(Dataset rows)
================================

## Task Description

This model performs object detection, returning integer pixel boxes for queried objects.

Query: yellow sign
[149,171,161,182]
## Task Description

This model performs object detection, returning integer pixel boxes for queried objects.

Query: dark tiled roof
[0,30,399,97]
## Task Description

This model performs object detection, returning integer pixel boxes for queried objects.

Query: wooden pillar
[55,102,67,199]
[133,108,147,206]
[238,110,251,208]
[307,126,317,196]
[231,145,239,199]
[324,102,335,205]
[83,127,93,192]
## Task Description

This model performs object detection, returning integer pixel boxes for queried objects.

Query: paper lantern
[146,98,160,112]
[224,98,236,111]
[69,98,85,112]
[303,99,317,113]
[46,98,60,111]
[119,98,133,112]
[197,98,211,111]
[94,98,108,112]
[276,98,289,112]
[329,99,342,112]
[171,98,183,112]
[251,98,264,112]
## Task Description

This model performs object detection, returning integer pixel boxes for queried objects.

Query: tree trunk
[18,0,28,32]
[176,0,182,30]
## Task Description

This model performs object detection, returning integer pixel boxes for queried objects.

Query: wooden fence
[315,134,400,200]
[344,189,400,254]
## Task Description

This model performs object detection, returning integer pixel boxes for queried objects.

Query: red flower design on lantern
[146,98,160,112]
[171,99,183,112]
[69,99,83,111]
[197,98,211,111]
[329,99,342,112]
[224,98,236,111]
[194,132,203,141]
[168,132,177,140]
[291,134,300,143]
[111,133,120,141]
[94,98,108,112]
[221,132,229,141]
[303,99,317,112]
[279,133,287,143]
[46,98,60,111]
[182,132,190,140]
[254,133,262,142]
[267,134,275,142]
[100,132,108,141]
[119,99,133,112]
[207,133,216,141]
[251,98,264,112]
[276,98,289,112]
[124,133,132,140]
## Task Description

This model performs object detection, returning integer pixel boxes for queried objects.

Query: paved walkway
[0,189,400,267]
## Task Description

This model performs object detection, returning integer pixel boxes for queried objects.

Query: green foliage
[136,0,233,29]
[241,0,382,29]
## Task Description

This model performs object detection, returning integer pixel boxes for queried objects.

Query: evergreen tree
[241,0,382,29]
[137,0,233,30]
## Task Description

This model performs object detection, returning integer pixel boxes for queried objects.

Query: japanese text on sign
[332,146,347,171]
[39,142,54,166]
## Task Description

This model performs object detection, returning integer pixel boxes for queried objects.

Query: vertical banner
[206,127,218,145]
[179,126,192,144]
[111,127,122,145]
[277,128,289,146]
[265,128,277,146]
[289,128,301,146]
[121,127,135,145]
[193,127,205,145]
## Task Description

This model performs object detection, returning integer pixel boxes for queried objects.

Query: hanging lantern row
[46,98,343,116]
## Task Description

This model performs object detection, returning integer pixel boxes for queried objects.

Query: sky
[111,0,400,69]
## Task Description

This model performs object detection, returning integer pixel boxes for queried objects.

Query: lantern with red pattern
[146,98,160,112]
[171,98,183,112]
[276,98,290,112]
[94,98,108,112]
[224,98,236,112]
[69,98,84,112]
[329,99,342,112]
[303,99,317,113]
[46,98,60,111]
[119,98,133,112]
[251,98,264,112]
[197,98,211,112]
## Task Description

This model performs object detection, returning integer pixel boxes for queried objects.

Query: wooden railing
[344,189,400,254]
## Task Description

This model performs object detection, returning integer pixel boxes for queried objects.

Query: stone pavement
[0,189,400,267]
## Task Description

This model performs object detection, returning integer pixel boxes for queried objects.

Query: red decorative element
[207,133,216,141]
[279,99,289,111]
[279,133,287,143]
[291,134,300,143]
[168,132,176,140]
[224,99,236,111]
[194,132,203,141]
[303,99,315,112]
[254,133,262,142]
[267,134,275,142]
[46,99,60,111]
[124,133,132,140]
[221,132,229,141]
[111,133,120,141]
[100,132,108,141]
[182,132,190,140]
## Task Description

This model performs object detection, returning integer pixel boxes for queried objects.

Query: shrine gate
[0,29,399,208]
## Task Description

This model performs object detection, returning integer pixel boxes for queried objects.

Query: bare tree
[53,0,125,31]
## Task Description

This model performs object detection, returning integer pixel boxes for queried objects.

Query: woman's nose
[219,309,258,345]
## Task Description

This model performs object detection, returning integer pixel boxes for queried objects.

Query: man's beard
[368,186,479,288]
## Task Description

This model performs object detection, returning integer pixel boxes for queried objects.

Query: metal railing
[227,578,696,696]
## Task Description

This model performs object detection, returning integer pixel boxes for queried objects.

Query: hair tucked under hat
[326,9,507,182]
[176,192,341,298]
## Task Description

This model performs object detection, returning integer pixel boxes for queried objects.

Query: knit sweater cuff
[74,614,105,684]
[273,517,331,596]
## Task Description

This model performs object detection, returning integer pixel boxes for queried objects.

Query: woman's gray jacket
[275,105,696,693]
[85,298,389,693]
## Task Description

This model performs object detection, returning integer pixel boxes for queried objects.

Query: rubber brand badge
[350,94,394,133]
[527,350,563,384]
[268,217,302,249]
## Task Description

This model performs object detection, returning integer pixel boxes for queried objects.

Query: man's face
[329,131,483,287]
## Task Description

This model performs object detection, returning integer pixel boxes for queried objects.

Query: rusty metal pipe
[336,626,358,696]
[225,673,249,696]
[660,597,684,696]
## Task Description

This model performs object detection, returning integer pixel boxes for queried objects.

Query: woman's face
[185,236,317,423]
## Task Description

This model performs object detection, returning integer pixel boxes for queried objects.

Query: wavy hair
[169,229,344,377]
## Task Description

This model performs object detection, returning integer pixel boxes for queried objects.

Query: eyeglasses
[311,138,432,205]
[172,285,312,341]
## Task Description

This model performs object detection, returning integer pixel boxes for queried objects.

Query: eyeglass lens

================================

▶ Given exercise: Set all of the records down again, exactly as they stand.

▶ Result for this exercise:
## Task Description

This model performs object detection, returning integer pixel boxes for queried objects.

Query: yellow sign
[149,171,161,182]
## Task Description

This model performs object detection, returning integer pixel boxes for queried objects.

Query: dark tiled roof
[0,30,399,97]
## Task Description

This model performs object detection, returning integer pixel boxes for queried objects.

Query: wooden pillar
[55,102,67,199]
[133,108,147,206]
[238,110,251,208]
[307,126,317,196]
[231,145,239,199]
[324,102,335,205]
[83,127,93,192]
## Task Description

This model performs object detection, returning integer pixel boxes for queried objects.

Query: paper lantern
[146,98,160,112]
[224,98,236,111]
[69,98,85,112]
[303,99,317,113]
[46,98,60,111]
[119,98,133,112]
[197,98,211,111]
[94,98,108,112]
[276,98,289,112]
[329,99,342,112]
[171,98,183,112]
[251,98,264,112]
## Task Description

This model performs object detection, returning integer pixel boxes for queried objects.

Query: tree trunk
[18,0,28,32]
[176,0,182,30]
## Task Description

This model performs object detection, returning integer pixel boxes for queried objects.

Query: wooden fence
[315,134,400,200]
[344,189,400,254]
## Task Description

This model performs object detection, returning integer pixel boxes for queried objects.

Query: red flower design on lantern
[146,98,160,112]
[171,99,183,112]
[69,99,83,111]
[197,98,211,111]
[329,99,342,112]
[224,98,236,111]
[194,132,203,141]
[168,132,177,140]
[291,134,300,143]
[111,133,120,141]
[94,98,108,112]
[221,132,229,141]
[303,99,317,112]
[279,133,287,143]
[46,98,60,111]
[182,132,190,140]
[254,133,262,142]
[267,134,275,142]
[100,132,108,141]
[119,99,133,112]
[207,133,216,141]
[251,98,264,112]
[276,98,289,112]
[124,133,132,140]
## Task Description

This model performs object detection, returning integer pixel boxes for queried objects.

Query: paved walkway
[0,189,400,267]
## Task Description

This model performs object detection, returning integer pixel boxes for queried objects.

Query: green foliage
[136,0,233,29]
[241,0,382,29]
## Task Description

This model performs object detection, returning integer pixel boxes for queried objects.

Query: evergreen tree
[241,0,382,29]
[137,0,233,30]
## Task Description

This model performs object detection, returning integer pixel boxes for queried objects.

Query: japanese text on sign
[332,146,347,171]
[39,142,54,166]
## Task Description

This model performs object detection, returning integer pixel boxes for queried objects.

Query: vertical banner
[206,127,218,145]
[179,126,192,144]
[111,127,122,145]
[277,128,289,146]
[265,128,277,146]
[289,128,301,146]
[121,127,135,145]
[193,127,205,145]
## Task Description

This model performs object detection, returning integer pixel boxes for queried objects.

Query: hanging lantern row
[46,98,343,116]
## Task Description

This model performs object detection, returning integer pixel boxes for queried objects.

Query: sky
[111,0,400,69]
## Task Description

This model performs object detection, returning integer pixel boxes for queried objects.

Query: lantern with red pattern
[146,98,160,112]
[171,98,183,112]
[276,98,290,112]
[94,98,108,112]
[224,98,236,112]
[69,98,84,112]
[329,99,342,112]
[303,99,317,113]
[46,98,60,111]
[119,98,133,112]
[251,98,264,112]
[197,98,211,112]
## Task Description

This model performs object detection, returning integer pixel boxes for queried objects.

Query: wooden railing
[344,189,400,254]
## Task Description

This model performs object detection, returning integer pixel boxes for queried objects.

Query: stone pavement
[0,189,400,267]
## Task Description

This model performs object detection, returning integer pixel boxes for queried objects.

Query: red decorative element
[207,133,216,141]
[279,99,289,111]
[279,133,287,143]
[291,134,300,143]
[168,132,176,140]
[224,99,236,111]
[194,132,203,141]
[303,99,315,112]
[254,133,262,142]
[267,134,275,142]
[46,99,60,111]
[124,133,132,140]
[221,132,229,141]
[111,133,120,141]
[100,132,108,141]
[182,132,190,140]
## Task Description

This model performs object detection, returning integer pixel boxes for queried objects.

Query: shrine gate
[0,29,399,208]
## Task Description

This model performs object detection, returning integer pixel boxes for queried objects.

Query: bare tree
[53,0,125,31]
## Task Description

This model performs object detection, returning integer pixel boxes for queried objects.

Query: woman's nose
[219,309,258,345]
## Task Description

This model performs object detection, returning integer pixel boxes for queried objects.

Query: man's beard
[368,186,479,288]
## Task Description

This model performs object detection, returning integer pixel boxes for queried objects.

Query: metal railing
[227,578,696,696]
## Task Description

This model performs object detection, returning integer pixel boxes for queried objects.

Query: hair tucked under hat
[326,9,507,182]
[176,192,341,298]
## Task Description

This model performs object detection, returning integer pixel boxes for queried objects.

Query: knit sweater cuff
[74,614,105,684]
[273,517,331,596]
## Task Description

This model performs object detection, returning integer pixel boxes for queried objects.

Query: woman's gray jacket
[275,105,696,693]
[85,298,389,693]
## Task Description

This model performs object detection, returning integer pixel boxes for queried objects.

Query: rubber brand badge
[350,94,394,133]
[527,350,563,384]
[268,217,302,249]
## Task Description

This model performs object detection, returning integer pixel boxes for queried objects.

Query: man's face
[329,131,483,287]
## Task Description

This model performs object detection, returning integer pixel boxes for queried objects.

Query: rusty metal pipe
[336,626,358,696]
[225,673,249,696]
[660,597,684,696]
## Task Description

This model performs object detection, returning integer pixel boxes for queried objects.

Query: woman's face
[185,236,317,423]
## Task Description

This model performs object detection, returning integer pixel boxes for queried objects.

Query: wavy hair
[169,229,344,377]
## Task Description

This model performs object detection, returning integer pixel boxes for queried objects.

Query: eyeglasses
[311,138,432,205]
[172,285,312,341]
## Task Description

This model performs object detection, returning integer pixel boxes for queried objects.

Query: eyeglass lens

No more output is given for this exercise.